=== PROVIDED DATA ===

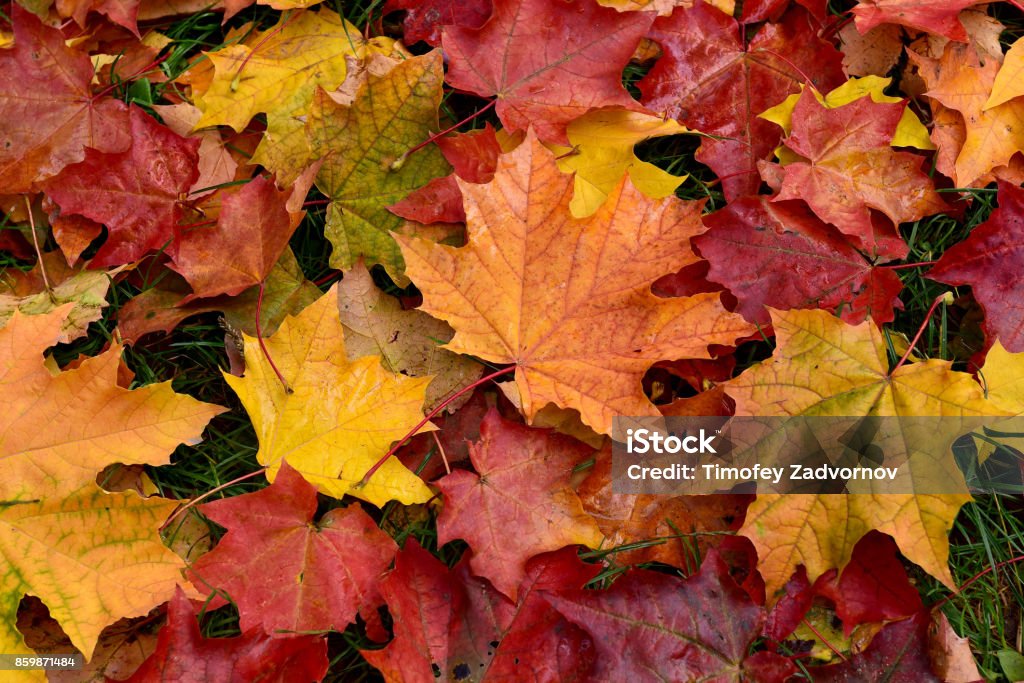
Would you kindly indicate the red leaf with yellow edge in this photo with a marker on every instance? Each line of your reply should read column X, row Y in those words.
column 287, row 572
column 47, row 104
column 134, row 193
column 449, row 622
column 547, row 62
column 851, row 168
column 991, row 261
column 255, row 223
column 183, row 655
column 541, row 289
column 712, row 80
column 652, row 626
column 779, row 254
column 518, row 504
column 938, row 17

=== DIRECTION ===
Please write out every line of the data above word for word, leaving the pictures out.

=== FINAL RESULT ===
Would you kindly indicate the red leaf with yellow edge in this photo with a marker on every instance? Each line of your reply should read column X, row Y in those words.
column 287, row 572
column 47, row 104
column 134, row 193
column 449, row 622
column 547, row 62
column 851, row 168
column 991, row 261
column 255, row 223
column 183, row 655
column 541, row 289
column 712, row 80
column 652, row 626
column 779, row 254
column 518, row 504
column 938, row 17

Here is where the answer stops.